• **GIVEN DATA**:
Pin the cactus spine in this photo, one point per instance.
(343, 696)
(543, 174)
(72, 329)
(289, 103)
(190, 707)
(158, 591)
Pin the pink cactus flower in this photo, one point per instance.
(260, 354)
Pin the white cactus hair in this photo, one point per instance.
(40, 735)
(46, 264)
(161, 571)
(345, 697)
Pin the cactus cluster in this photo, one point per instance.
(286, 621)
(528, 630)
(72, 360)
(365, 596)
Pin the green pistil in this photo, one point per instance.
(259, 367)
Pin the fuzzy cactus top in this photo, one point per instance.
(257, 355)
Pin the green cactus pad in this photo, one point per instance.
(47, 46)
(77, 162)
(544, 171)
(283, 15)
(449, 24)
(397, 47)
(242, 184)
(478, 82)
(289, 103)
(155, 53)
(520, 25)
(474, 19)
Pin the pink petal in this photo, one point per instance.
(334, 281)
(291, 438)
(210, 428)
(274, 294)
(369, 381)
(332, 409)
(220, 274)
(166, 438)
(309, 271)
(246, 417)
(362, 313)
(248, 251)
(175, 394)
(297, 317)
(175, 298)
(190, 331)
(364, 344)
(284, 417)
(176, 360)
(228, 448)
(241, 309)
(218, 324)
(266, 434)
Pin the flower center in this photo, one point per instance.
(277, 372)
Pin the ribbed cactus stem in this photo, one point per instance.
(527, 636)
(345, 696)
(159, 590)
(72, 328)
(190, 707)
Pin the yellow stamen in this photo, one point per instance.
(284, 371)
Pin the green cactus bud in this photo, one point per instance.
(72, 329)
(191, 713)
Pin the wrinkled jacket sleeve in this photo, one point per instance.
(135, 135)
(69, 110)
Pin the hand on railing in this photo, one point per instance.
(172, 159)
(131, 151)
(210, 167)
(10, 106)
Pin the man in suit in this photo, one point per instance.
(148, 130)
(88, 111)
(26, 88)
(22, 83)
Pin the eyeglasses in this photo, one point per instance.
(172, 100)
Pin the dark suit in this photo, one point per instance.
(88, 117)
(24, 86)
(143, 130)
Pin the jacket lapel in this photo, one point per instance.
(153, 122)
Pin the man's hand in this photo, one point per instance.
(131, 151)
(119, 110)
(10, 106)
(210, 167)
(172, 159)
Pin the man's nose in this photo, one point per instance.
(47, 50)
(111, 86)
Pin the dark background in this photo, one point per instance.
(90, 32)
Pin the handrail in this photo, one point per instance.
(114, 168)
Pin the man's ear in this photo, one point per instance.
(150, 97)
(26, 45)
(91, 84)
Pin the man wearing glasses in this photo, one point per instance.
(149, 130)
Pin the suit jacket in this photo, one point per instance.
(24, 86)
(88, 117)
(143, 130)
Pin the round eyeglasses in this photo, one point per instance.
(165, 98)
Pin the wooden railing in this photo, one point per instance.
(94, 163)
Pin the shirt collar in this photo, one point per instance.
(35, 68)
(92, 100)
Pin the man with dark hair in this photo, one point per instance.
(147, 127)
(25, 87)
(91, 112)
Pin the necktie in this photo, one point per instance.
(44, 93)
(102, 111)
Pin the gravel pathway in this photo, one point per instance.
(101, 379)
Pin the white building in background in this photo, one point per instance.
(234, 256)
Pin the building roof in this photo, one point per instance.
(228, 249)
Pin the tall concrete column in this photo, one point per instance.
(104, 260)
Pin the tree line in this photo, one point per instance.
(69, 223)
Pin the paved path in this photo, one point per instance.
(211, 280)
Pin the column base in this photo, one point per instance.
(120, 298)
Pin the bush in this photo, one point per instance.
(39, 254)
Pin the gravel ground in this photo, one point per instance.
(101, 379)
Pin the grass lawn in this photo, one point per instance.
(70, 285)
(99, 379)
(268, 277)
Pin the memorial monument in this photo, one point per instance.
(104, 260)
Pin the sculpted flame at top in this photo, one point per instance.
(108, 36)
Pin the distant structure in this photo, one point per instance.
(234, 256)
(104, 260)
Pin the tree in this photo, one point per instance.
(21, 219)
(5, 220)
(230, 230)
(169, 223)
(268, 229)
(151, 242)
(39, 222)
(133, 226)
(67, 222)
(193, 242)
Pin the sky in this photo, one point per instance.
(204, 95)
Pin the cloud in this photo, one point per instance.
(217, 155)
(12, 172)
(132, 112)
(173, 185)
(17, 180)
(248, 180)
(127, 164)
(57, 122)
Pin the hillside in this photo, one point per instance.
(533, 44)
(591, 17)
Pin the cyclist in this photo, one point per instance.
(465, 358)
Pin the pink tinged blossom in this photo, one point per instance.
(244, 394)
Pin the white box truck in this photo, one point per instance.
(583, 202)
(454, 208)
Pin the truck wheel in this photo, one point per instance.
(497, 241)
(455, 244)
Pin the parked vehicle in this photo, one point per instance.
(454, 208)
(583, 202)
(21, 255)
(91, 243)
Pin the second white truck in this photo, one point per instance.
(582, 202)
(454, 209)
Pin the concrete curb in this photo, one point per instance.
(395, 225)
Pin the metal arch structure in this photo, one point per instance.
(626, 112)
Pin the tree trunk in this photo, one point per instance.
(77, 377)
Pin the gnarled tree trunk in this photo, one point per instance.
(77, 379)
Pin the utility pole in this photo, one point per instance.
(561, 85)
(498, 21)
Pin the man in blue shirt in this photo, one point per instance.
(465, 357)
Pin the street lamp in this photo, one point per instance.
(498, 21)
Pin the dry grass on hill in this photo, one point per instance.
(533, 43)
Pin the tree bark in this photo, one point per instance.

• **SHORT EXERCISE**: Can you return all of the data above, line for line, with nothing changed?

• **WRITTEN RESPONSE**:
Pin the cactus spine in this photo, one point per instance.
(343, 696)
(543, 174)
(72, 329)
(289, 103)
(190, 707)
(158, 591)
Pin the pink cactus flower in this photo, one point per instance.
(260, 354)
Pin the white cactus hair in this photo, one point per instance.
(40, 735)
(46, 264)
(161, 571)
(345, 697)
Pin the cactus cluster in this photo, one point per instance.
(286, 621)
(528, 630)
(72, 360)
(365, 596)
Pin the green pistil in this photo, one point per instance.
(259, 367)
Pin the fuzzy cactus top in this photo, one point per instance.
(257, 355)
Pin the green cactus pad in this photo, one point per instance.
(47, 46)
(77, 162)
(544, 171)
(283, 15)
(449, 24)
(397, 47)
(242, 184)
(478, 82)
(289, 103)
(155, 53)
(520, 25)
(474, 19)
Pin the pink petal in this photo, one point per instance.
(334, 281)
(291, 438)
(210, 428)
(274, 294)
(369, 381)
(332, 409)
(220, 274)
(166, 438)
(309, 271)
(246, 417)
(362, 313)
(248, 251)
(175, 394)
(297, 317)
(175, 298)
(190, 331)
(364, 344)
(284, 417)
(176, 360)
(228, 448)
(241, 309)
(218, 324)
(266, 434)
Pin the flower center in this photo, one point per instance.
(277, 372)
Pin the ribbed cactus stem in this photo, one point per instance.
(527, 636)
(345, 696)
(159, 590)
(72, 328)
(190, 707)
Pin the yellow stamen in this photo, one point per instance.
(284, 371)
Pin the green cactus bud in this photo, one point per instance.
(72, 329)
(191, 713)
Pin the wrinkled jacket sleeve in this photo, one point per instance.
(135, 135)
(69, 110)
Pin the hand on railing in this photo, one point per instance.
(172, 159)
(131, 151)
(210, 167)
(10, 106)
Pin the man in suit in this photo, one point per instance.
(148, 130)
(88, 111)
(26, 88)
(22, 83)
Pin the eyeglasses in this photo, one point per instance.
(172, 100)
Pin the dark suit in this photo, one point per instance.
(88, 117)
(24, 86)
(143, 130)
Pin the jacket lapel in this photo, one point per instance.
(153, 122)
Pin the man's hand in this photo, one point per instance.
(131, 151)
(119, 110)
(10, 106)
(210, 167)
(172, 159)
Pin the man's nose in this photo, one point per instance.
(47, 50)
(111, 86)
Pin the dark background in this photo, one point per instance.
(90, 32)
Pin the handrail in this photo, one point per instance.
(114, 168)
Pin the man's ear in this photo, one point per instance.
(150, 97)
(26, 45)
(91, 84)
Pin the man wearing glasses in this photo, one point per instance.
(149, 130)
Pin the suit jacket in this photo, one point per instance.
(24, 86)
(88, 117)
(143, 130)
Pin the round eyeglasses in this photo, one point per instance.
(165, 98)
Pin the wooden railing in this photo, one point per instance.
(94, 163)
Pin the shirt collar in this photo, one point per instance.
(35, 68)
(92, 100)
Pin the man with dark hair in this photo, one point per instance.
(147, 127)
(25, 87)
(91, 112)
Pin the necktie in this photo, one point per instance.
(44, 93)
(102, 111)
Pin the gravel pathway in this photo, one point per instance.
(101, 379)
Pin the white building in background in this photo, one point per instance.
(234, 256)
Pin the building roof in this photo, one point per instance.
(228, 249)
Pin the tall concrete column in this photo, one point per instance.
(104, 260)
Pin the tree line in this photo, one point per instance.
(69, 223)
Pin the paved path in this photo, one point per instance.
(211, 280)
Pin the column base in this photo, one point per instance.
(120, 298)
Pin the bush in this photo, one point per instance.
(39, 254)
Pin the gravel ground in this photo, one point per instance.
(101, 379)
Pin the grass lawn in this photo, one point per instance.
(70, 285)
(99, 379)
(268, 277)
Pin the memorial monument in this photo, one point per instance.
(104, 260)
Pin the sculpted flame at top in this photo, one point per instance.
(108, 36)
Pin the distant structure in this photo, one point per instance.
(234, 256)
(104, 260)
Pin the tree in this photo, one point per instance.
(21, 219)
(5, 220)
(230, 230)
(169, 223)
(268, 229)
(151, 242)
(39, 222)
(133, 226)
(67, 222)
(193, 242)
Pin the sky in this photo, one point per instance.
(204, 95)
Pin the cloud in this photo, one point per instance.
(217, 155)
(12, 172)
(132, 112)
(173, 185)
(17, 180)
(248, 180)
(127, 164)
(57, 122)
Pin the hillside in this photo, one point per instance.
(533, 44)
(591, 17)
Pin the cyclist in this photo, one point per instance.
(465, 358)
Pin the pink tinged blossom in this photo, one point per instance.
(244, 394)
Pin the white box truck in this photo, one point per instance.
(583, 202)
(454, 208)
Pin the truck wheel in this photo, one point per instance.
(497, 241)
(455, 244)
Pin the parked vehicle in this photo, one point per instance.
(454, 208)
(583, 202)
(21, 255)
(91, 243)
Pin the second white truck in this photo, one point per instance.
(582, 202)
(454, 209)
Pin the concrete curb in this photo, one point per instance.
(395, 225)
Pin the metal arch structure in this photo, one point per instance.
(626, 112)
Pin the tree trunk in this photo, one point per instance.
(77, 377)
Pin the gnarled tree trunk in this photo, one point per instance.
(77, 379)
Pin the utility pole in this photo, one point per instance.
(561, 85)
(498, 21)
Pin the man in blue shirt in this photo, one point per instance.
(465, 357)
Pin the street lamp in this photo, one point per instance.
(498, 21)
Pin the dry grass on hill in this photo, one point per instance.
(533, 43)
Pin the tree bark in this photo, one point per instance.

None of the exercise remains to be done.